* Written request:
From the passage on Mad Men below, extract the stretch from "To be sure, Mad" to "the series itself." word for word.

To be sure, Mad Men has a bit of this: most strikingly, the end of Season Three was all about starting over as many of the most important Sterling Cooper workers regrouped to begin a new agency (with a number of fans wondering when/if they might bring Sal Romano back!). This narrative move again was one within the universe of the show but one that also had its meta-dimension: it was about a serial narrative going back to some of its generative roots and rebooting the story as it were. That the consequences – demonstrated over the course of this fourth season – went in narrative directions that the characters didn’t welcome (i.e., the new firm’s endless battles to survive) doesn’t take away from the sheer gambit of the reboot itself, both as narrative conceit and as tactic of the series itself.
But as Don tells Peggy toward the end of “Blowing Smoke,” when she suggests renaming the agency and rebooting yet again, “We can’t start over.” Repetition can only go so far and, against it, the episode holds out the possibility of radical initiative, of dramatic and new actions that re-constellate the given terms of the narrative and throw it all up for grabs. This is what Don claims to be doing when he rips all the previous pages out of his notebook to start writing a new message, this time a public one, that he sends off to the New York Times to shakes things up fundamentally.
This disruption of the status quo is also what Don is asking for the others around him to trust in, this is also what this season is asking for trust in as it winds down: believe, they are asking, that we can deliver on the promise of freshness, believe that change can happen. (As Megan enthuses to Don about the letter’s effect, “It feels different around here.”) Don’s description in his letter of the burdensome sameness of the product he was shilling could also be a comment on the repetitiveness of cyclical, episodic television itself: like the cigarette, formulaic television is a “product [that] never improves” and that its makers perhaps “knew . . . wasn’t good for us” but “couldn’t stop” making.

* Excerpted records:
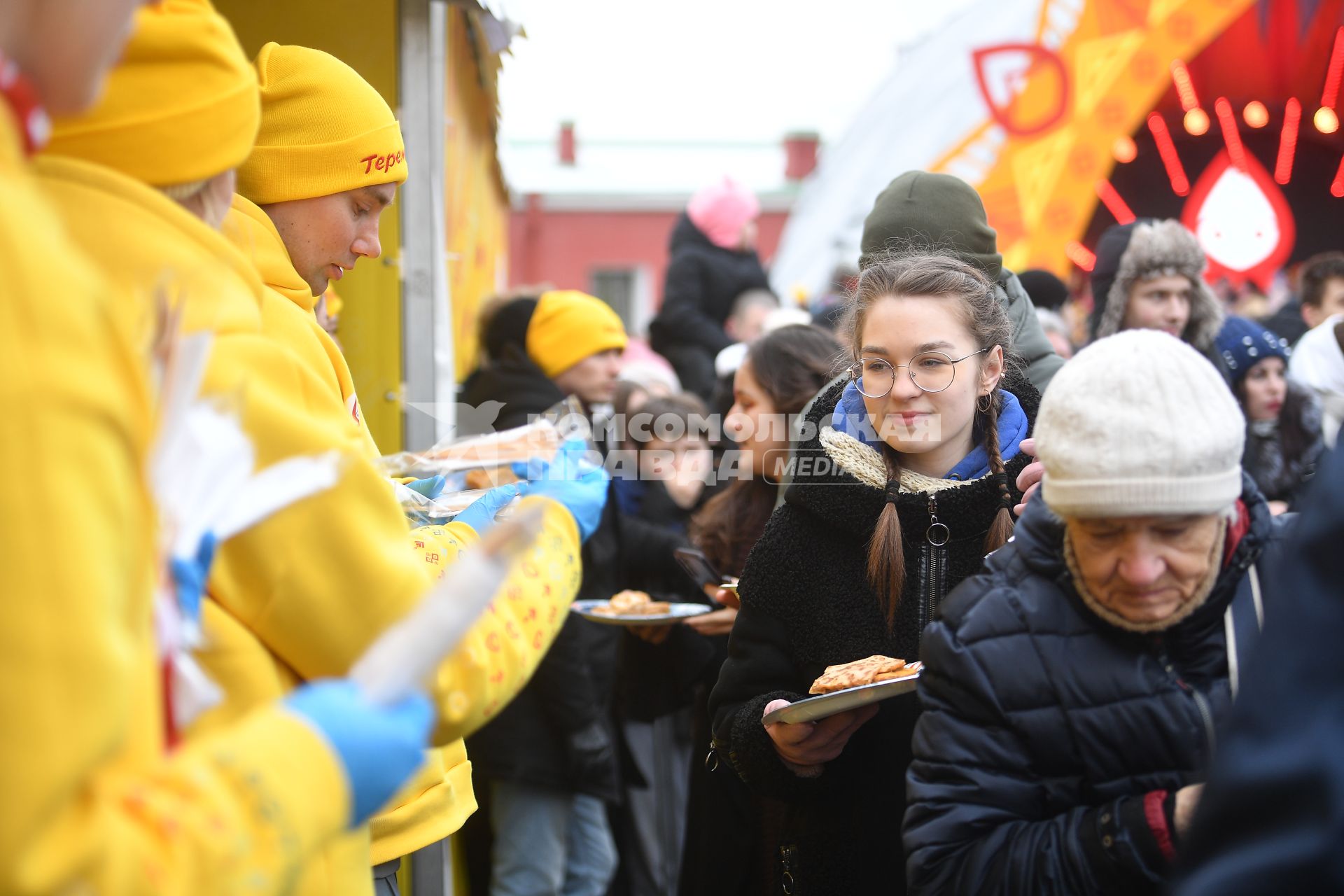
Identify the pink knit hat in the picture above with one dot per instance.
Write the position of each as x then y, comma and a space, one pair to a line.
722, 211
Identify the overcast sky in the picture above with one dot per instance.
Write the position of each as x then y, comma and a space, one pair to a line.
738, 70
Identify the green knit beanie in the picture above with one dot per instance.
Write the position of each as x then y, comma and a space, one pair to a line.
939, 210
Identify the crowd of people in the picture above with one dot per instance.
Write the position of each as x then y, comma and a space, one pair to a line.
1104, 516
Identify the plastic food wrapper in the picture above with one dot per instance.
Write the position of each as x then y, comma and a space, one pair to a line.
206, 489
406, 654
470, 466
495, 451
437, 511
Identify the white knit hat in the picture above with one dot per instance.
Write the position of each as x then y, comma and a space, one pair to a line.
1140, 425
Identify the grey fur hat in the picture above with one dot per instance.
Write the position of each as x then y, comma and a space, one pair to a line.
1142, 250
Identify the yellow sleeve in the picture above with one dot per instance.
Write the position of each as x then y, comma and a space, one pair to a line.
89, 804
320, 580
503, 649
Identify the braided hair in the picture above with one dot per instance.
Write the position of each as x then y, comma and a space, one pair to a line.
921, 272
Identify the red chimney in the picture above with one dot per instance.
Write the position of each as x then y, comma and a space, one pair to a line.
800, 153
568, 146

* Response to the task:
To be sure, Mad Men has a bit of this: most strikingly, the end of Season Three was all about starting over as many of the most important Sterling Cooper workers regrouped to begin a new agency (with a number of fans wondering when/if they might bring Sal Romano back!). This narrative move again was one within the universe of the show but one that also had its meta-dimension: it was about a serial narrative going back to some of its generative roots and rebooting the story as it were. That the consequences – demonstrated over the course of this fourth season – went in narrative directions that the characters didn’t welcome (i.e., the new firm’s endless battles to survive) doesn’t take away from the sheer gambit of the reboot itself, both as narrative conceit and as tactic of the series itself.